● Task to carry out: Note the line where "Where can the cut" appears in the data below; write it out exactly, along with every line that comes after it to the end.

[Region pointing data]
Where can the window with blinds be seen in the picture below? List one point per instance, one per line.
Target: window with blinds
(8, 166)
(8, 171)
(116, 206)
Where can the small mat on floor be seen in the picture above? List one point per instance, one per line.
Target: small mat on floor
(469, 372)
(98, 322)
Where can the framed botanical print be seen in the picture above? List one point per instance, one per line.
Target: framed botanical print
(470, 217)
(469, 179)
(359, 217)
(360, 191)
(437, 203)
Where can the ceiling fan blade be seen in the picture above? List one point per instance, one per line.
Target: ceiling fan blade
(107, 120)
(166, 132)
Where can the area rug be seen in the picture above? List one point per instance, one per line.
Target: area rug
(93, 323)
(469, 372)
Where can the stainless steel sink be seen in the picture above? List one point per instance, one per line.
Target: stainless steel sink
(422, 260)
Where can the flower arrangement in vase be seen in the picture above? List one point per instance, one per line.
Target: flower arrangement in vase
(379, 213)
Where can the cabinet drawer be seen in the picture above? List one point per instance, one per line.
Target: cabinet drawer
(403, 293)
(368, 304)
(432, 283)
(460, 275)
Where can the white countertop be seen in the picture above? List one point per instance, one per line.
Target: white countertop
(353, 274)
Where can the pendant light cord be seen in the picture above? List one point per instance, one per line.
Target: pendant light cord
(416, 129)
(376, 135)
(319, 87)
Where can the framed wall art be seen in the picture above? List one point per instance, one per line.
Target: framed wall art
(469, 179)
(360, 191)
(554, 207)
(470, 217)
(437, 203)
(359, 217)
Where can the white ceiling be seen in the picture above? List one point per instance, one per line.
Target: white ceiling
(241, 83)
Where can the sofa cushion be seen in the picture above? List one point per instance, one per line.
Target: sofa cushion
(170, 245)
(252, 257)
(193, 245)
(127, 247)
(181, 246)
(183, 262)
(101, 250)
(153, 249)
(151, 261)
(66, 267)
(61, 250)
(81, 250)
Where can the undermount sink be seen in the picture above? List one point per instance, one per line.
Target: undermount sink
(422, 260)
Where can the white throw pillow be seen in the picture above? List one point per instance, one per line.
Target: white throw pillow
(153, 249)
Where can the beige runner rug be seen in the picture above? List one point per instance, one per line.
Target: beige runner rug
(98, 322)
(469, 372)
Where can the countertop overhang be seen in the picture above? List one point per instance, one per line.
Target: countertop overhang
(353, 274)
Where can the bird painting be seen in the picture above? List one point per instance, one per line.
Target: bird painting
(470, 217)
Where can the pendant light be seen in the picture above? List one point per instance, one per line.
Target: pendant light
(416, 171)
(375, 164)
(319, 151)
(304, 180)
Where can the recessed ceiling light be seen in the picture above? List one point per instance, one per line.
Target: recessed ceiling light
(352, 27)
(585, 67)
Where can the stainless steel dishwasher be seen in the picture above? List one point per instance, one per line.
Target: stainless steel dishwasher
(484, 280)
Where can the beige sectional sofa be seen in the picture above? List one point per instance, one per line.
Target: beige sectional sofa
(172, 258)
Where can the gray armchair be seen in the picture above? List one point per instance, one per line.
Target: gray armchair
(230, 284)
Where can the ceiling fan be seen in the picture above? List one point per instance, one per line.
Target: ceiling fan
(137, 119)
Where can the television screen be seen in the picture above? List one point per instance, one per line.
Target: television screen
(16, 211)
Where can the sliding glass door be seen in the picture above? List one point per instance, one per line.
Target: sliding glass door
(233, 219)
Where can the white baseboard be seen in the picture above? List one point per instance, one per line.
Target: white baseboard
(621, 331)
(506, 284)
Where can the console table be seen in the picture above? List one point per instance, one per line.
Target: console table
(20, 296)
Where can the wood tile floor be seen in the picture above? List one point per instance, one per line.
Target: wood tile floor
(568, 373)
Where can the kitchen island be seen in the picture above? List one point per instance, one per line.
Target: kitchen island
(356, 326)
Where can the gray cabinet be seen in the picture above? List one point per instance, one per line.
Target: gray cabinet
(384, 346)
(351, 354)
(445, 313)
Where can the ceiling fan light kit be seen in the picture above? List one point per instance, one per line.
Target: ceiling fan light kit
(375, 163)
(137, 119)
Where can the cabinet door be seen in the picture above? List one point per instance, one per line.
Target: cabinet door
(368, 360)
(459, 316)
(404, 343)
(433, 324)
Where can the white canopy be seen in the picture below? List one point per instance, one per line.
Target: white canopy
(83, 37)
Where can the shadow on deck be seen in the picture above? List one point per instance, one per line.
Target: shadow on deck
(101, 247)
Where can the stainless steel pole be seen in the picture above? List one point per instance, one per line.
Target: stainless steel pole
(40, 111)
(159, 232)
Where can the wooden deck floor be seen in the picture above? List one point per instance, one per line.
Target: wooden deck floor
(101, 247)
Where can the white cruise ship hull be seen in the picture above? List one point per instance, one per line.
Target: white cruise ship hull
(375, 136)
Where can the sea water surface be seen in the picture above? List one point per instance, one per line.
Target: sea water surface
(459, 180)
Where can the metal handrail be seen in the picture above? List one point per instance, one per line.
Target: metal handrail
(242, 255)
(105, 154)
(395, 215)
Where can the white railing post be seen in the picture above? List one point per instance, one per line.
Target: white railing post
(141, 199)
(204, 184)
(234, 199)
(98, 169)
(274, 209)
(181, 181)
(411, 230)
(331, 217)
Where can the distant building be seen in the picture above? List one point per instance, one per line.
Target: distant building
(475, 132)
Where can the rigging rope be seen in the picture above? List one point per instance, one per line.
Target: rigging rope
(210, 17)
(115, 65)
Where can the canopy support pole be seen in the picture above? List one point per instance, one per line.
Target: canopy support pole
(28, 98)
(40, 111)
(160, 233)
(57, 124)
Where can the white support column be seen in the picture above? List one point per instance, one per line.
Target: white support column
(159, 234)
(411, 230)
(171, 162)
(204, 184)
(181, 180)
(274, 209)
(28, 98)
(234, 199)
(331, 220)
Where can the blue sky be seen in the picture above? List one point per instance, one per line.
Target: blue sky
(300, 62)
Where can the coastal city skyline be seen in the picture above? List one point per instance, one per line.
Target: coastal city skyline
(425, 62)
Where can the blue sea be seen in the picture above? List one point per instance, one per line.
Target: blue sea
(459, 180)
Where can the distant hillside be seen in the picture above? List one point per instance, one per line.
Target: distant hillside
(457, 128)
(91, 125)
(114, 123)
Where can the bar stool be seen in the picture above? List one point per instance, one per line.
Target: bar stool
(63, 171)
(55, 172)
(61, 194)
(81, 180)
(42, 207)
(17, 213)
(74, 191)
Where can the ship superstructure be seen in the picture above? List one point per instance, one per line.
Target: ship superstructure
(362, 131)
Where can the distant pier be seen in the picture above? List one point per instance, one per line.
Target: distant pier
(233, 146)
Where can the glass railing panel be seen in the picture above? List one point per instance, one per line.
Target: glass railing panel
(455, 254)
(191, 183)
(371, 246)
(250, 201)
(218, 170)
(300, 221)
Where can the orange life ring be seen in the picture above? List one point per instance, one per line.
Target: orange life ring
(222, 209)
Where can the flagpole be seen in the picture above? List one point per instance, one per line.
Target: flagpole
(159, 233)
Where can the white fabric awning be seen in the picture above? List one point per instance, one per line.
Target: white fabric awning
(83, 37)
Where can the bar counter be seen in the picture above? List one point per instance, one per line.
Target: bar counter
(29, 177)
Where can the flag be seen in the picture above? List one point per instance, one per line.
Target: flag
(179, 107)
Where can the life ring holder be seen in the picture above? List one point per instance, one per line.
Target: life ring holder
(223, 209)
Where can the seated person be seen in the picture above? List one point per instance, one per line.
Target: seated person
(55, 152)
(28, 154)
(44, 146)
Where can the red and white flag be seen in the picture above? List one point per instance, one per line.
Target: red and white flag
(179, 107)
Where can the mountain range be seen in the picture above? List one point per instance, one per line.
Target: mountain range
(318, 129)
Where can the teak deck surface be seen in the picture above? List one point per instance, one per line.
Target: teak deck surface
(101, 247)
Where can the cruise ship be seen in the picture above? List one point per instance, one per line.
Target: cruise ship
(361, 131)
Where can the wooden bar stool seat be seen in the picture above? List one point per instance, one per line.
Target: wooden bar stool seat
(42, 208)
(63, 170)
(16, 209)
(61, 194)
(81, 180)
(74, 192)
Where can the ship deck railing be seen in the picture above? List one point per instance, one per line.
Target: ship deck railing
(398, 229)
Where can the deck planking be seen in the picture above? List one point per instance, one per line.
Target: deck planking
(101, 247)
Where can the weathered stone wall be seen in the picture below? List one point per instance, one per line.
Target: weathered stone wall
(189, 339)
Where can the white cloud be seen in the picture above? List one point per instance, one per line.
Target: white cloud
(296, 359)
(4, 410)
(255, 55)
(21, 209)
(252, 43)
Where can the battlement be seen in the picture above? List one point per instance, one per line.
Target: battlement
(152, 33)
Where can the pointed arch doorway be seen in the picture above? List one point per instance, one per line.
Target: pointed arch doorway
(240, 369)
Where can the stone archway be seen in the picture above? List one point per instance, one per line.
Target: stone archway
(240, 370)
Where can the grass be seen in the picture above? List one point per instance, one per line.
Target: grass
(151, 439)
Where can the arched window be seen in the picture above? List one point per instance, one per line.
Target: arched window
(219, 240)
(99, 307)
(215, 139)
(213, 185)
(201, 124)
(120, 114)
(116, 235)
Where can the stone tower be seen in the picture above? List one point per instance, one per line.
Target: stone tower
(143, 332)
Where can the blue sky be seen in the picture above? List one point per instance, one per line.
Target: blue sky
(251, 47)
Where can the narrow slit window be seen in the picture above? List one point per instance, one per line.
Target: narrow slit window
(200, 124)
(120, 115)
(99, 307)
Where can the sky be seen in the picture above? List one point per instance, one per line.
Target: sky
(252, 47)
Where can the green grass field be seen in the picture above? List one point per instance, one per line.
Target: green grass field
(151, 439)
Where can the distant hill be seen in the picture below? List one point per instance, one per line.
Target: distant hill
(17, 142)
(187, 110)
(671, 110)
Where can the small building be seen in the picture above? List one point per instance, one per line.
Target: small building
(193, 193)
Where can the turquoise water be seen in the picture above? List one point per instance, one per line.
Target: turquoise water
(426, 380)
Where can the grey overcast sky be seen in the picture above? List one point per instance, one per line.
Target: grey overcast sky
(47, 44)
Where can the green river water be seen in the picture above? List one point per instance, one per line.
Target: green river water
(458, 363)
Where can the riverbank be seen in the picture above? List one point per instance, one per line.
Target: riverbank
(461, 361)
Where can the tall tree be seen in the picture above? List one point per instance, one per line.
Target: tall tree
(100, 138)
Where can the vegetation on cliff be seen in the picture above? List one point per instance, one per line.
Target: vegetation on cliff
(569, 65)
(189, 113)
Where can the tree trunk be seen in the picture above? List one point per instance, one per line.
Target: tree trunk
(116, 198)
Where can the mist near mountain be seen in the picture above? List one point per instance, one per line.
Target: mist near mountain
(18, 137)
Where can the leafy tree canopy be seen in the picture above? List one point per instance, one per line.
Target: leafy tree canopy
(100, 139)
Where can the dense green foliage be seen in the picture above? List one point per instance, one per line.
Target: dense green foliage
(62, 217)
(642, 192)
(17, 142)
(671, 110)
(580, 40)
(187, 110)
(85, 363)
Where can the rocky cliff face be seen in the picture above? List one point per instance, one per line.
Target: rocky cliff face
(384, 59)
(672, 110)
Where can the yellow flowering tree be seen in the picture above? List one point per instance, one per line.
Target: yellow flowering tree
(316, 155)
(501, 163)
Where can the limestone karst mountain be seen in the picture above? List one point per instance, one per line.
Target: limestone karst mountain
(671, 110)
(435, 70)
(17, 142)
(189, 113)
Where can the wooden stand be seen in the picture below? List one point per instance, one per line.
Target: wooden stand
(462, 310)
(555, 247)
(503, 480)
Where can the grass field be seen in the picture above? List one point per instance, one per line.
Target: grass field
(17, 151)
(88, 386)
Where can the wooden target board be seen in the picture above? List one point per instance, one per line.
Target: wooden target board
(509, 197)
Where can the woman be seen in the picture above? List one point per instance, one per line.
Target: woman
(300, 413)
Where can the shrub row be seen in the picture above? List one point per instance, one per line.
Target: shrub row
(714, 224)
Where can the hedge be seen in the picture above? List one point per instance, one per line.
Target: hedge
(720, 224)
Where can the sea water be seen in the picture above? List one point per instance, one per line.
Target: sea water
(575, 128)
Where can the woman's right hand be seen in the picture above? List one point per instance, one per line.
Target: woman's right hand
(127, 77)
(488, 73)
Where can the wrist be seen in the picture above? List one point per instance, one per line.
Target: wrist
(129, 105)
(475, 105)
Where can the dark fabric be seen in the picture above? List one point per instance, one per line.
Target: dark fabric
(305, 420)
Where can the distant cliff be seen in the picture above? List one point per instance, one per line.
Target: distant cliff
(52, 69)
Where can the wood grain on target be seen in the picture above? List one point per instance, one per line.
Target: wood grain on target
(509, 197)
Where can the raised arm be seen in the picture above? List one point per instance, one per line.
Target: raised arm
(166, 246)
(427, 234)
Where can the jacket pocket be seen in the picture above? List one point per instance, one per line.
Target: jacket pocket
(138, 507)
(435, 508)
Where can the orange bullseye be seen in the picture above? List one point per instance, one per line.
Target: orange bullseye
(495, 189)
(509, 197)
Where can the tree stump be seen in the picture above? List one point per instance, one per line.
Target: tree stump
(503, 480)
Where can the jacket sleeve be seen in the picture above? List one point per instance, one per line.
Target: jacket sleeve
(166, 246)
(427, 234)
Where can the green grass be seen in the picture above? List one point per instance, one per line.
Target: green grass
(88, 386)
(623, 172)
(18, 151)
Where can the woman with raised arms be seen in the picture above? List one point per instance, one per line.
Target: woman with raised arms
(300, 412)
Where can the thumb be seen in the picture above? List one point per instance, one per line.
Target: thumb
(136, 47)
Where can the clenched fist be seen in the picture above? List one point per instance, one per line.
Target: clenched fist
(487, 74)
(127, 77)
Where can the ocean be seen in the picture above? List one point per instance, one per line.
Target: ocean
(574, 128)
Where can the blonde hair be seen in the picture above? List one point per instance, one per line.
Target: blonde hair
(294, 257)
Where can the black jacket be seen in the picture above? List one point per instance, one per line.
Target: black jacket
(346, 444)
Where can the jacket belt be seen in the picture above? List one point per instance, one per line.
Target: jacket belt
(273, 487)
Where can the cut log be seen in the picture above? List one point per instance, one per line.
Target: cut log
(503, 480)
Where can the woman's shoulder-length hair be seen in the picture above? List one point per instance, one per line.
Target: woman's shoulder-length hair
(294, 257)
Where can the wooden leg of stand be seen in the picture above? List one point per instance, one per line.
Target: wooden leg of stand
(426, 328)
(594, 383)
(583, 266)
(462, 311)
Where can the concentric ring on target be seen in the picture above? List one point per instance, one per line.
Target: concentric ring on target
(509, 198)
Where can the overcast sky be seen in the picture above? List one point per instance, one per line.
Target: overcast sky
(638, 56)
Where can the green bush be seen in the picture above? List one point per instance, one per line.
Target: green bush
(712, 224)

● Response:
Where can the cut log be seen in the picture above? List one point per instance, one per line.
Target: cut log
(503, 480)
Where can the woman's shoulder-length hair be seen in the picture above? List one point per instance, one per line.
Target: woman's shoulder-length hair
(294, 257)
Where can the wooden leg of stand be seen in the picture above? List one point per instance, one per line.
Target: wooden leg of stand
(426, 328)
(594, 383)
(583, 266)
(462, 311)
Where can the concentric ring on target be seen in the picture above? List one point per instance, one per line.
Target: concentric ring on target
(509, 198)
Where can the overcast sky be seen in the picture above? List one point per instance, one per line.
Target: overcast sky
(638, 56)
Where can the green bush be seen in the picture above? List one point per instance, one per line.
Target: green bush
(712, 224)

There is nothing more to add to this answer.